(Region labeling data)
%%

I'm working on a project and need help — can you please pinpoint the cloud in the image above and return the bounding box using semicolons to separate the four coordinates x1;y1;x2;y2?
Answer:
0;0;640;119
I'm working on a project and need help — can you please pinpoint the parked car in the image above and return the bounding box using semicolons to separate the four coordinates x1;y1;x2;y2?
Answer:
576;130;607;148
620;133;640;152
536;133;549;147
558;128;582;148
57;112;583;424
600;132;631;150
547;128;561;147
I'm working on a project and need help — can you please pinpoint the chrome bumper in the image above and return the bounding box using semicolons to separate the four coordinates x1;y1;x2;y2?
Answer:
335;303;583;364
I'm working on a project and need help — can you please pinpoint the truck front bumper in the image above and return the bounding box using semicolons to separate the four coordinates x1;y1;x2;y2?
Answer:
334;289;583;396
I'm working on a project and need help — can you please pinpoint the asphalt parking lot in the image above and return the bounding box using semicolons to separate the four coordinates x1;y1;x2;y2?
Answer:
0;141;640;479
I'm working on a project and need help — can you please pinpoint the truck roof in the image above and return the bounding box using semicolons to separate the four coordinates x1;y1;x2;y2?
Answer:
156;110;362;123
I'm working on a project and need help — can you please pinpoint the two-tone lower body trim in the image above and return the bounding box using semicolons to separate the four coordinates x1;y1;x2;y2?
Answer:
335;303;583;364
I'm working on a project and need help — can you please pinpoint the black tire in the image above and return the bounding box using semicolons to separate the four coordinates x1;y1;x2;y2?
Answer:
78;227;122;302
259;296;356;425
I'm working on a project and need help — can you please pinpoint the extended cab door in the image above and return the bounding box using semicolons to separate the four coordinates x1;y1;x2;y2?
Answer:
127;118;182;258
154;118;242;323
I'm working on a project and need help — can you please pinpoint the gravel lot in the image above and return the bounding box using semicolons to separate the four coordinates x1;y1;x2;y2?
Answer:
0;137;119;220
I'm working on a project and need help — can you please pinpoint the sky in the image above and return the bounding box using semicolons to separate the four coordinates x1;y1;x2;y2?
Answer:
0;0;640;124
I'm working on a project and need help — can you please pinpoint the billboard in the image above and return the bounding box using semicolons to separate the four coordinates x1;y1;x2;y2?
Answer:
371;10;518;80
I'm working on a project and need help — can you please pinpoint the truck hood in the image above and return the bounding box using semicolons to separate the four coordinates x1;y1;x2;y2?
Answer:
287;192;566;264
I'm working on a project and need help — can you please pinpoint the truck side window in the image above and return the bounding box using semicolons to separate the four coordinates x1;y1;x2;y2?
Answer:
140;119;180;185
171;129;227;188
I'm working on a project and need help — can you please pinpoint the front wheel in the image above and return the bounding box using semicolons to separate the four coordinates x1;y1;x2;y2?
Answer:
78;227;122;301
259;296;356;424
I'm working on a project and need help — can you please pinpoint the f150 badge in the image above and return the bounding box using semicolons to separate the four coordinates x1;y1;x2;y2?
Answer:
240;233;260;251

%%

REQUIREMENTS: Print the data lines verbatim, from the line with "the truck roof" to the line with "0;137;119;220", including both of those lines.

REPLY TO THE EXERCISE:
I'm working on a project and need help — can you please pinpoint the truck roof in the image above and return the bounding box using semicolons to separate the four coordinates x1;y1;x2;y2?
Answer:
156;110;362;123
I'm working on a project and need help — can you please pinpoint the two-tone lower body trim in the image above and return the bounding box using semicolons to separate the four coordinates x1;y1;x2;y2?
Answer:
335;303;583;364
I'm working on a project and need help — can you please pinpoint the black tire in the image above and return the bounding box using semicolons to separate the four coordinates x1;y1;x2;y2?
Answer:
78;227;122;302
259;296;356;425
I'm working on a project and need help — can you please pinpoint the extended cab door in the image above and return the bounding box using semicolons to separate the four coordinates x1;y1;x2;y2?
Answer:
127;118;182;258
154;118;242;323
I'm working on a project and need help — can you please pinpoint the gravel lot in the image above and return the bounding box using semicolons to separate the four coordinates x1;y1;x2;y2?
Answer:
0;137;119;220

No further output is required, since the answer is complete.